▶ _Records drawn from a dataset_
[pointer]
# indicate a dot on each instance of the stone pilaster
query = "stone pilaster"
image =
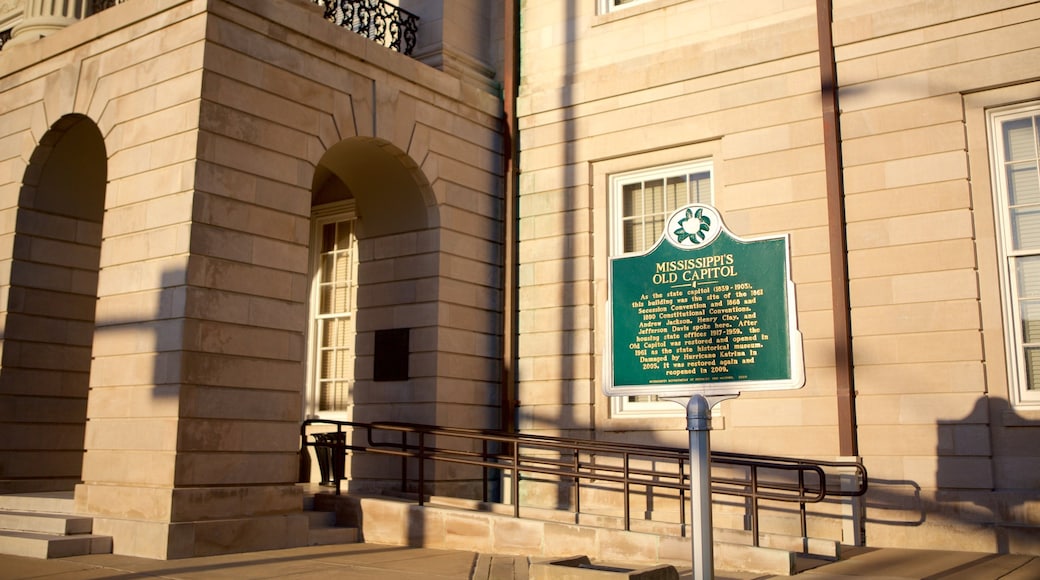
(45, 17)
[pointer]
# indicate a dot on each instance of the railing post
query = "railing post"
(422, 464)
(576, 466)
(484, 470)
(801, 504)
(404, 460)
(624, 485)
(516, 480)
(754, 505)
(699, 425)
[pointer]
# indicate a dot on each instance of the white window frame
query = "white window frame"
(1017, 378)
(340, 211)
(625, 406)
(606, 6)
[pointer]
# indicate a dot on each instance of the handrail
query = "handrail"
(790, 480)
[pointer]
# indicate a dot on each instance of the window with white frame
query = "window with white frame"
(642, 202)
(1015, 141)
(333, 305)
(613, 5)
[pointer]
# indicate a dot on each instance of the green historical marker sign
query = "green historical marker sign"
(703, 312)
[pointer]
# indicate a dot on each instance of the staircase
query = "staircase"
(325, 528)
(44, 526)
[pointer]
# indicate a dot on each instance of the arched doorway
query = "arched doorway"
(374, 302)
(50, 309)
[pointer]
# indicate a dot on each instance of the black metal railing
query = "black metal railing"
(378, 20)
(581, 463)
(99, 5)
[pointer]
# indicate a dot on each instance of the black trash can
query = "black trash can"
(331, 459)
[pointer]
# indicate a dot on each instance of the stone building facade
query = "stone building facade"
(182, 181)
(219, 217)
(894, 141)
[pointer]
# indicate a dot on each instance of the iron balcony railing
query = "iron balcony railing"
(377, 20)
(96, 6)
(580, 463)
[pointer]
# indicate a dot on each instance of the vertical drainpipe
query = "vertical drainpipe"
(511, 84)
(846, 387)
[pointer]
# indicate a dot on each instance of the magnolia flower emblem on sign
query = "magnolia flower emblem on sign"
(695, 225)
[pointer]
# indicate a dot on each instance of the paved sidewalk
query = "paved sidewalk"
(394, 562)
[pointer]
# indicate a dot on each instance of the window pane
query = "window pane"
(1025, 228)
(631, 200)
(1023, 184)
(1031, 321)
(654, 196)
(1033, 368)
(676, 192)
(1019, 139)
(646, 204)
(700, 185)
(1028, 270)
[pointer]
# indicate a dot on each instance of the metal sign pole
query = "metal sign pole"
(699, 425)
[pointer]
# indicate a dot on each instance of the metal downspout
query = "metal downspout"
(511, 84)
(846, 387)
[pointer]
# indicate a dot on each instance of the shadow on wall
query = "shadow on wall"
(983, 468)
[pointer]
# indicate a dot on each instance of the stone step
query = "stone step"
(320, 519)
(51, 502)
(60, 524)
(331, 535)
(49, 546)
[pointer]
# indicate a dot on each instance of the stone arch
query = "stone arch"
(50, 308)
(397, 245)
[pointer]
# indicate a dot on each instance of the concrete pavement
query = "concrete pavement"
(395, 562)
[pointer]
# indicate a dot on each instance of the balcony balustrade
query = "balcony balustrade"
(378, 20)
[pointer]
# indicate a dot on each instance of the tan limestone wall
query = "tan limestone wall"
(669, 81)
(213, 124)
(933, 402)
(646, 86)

---

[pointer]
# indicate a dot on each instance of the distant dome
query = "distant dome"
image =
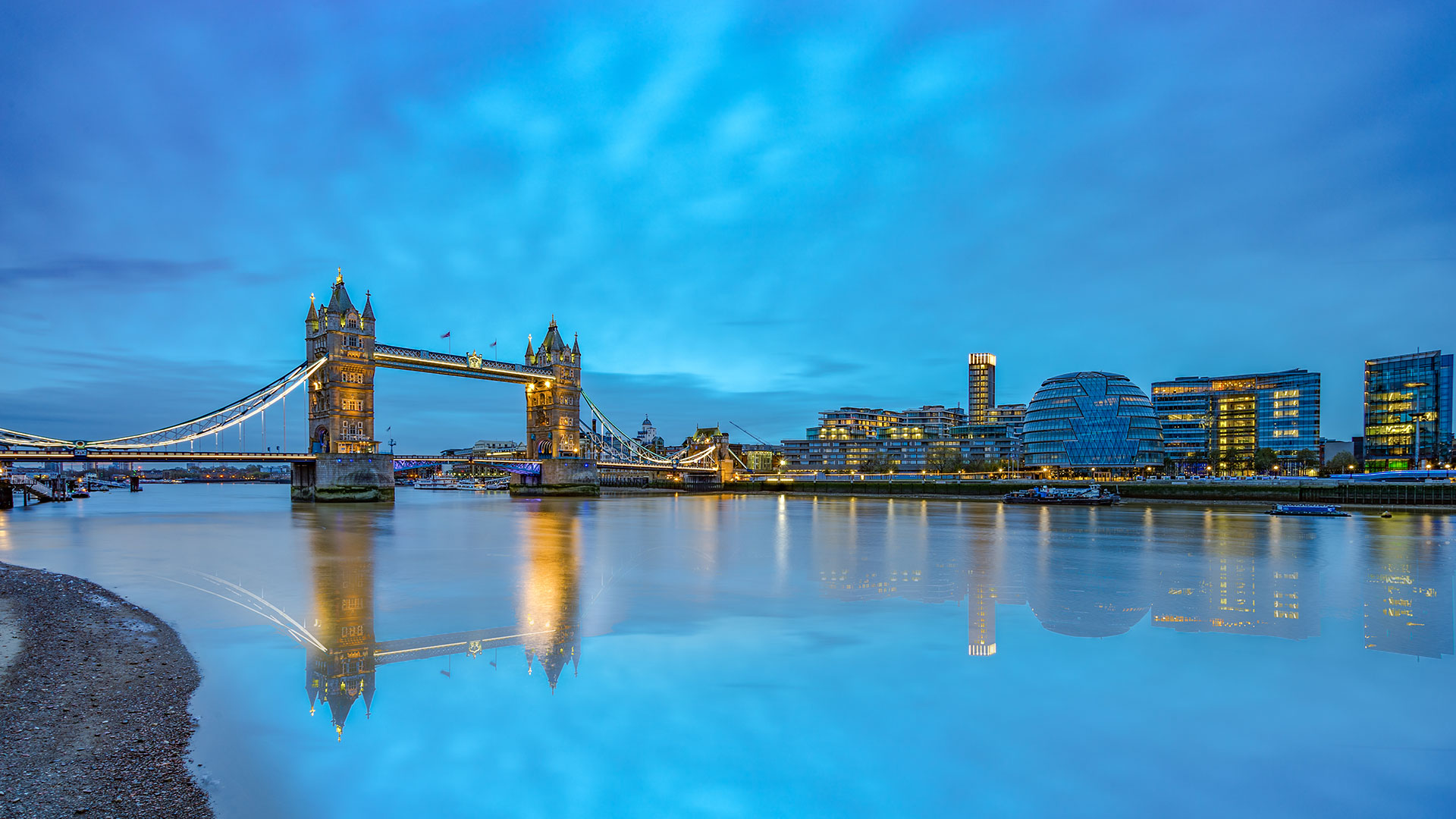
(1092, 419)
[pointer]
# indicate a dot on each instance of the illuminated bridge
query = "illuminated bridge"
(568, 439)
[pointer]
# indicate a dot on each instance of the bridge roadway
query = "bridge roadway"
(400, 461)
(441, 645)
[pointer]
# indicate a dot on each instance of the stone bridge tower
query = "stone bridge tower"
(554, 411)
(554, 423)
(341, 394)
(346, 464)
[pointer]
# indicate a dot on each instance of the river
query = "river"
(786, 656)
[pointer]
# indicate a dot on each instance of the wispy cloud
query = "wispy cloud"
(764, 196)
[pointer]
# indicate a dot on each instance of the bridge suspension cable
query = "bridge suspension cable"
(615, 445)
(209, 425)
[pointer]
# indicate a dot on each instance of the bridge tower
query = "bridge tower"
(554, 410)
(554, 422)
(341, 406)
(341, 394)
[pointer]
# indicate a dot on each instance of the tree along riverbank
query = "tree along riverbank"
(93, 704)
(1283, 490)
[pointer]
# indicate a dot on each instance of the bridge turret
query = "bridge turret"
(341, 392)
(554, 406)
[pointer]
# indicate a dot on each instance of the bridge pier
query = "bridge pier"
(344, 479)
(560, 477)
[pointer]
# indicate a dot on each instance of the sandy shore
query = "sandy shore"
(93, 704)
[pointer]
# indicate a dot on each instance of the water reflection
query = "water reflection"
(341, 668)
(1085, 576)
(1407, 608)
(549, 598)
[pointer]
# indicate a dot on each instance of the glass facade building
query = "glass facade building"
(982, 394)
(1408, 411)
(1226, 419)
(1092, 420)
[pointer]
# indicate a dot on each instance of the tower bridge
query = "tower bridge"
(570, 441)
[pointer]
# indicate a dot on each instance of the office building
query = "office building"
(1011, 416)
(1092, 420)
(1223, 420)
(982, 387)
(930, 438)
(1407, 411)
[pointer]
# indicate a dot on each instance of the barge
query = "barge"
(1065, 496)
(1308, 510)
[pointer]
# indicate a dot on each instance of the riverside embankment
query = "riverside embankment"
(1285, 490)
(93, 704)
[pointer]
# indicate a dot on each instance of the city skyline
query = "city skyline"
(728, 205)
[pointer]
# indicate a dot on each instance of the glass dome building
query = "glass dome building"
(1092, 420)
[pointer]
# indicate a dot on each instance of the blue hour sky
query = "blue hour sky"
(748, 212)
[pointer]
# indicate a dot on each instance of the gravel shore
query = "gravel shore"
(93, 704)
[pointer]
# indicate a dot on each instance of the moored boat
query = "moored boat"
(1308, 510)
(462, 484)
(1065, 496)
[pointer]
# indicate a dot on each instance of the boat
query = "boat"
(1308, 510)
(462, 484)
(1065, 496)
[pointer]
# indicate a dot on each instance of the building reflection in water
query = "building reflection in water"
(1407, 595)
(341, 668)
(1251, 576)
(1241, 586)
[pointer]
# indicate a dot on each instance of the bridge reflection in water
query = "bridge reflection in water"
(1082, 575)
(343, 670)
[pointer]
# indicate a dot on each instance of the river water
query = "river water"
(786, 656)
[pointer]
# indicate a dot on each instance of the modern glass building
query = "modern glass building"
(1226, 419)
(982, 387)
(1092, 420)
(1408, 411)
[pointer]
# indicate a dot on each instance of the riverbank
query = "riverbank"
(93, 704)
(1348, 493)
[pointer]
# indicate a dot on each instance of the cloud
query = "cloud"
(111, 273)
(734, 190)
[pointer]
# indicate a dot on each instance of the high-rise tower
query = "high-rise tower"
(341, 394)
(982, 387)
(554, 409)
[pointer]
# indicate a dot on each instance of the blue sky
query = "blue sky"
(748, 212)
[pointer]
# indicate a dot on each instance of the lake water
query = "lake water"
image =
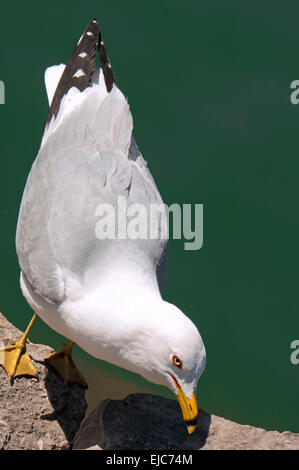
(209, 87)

▶ _Task details_
Check the entries above line by line and return each one containing the word "lake".

▶ _The completed task_
# indicate a dot on each instance of the lake water
query = "lake water"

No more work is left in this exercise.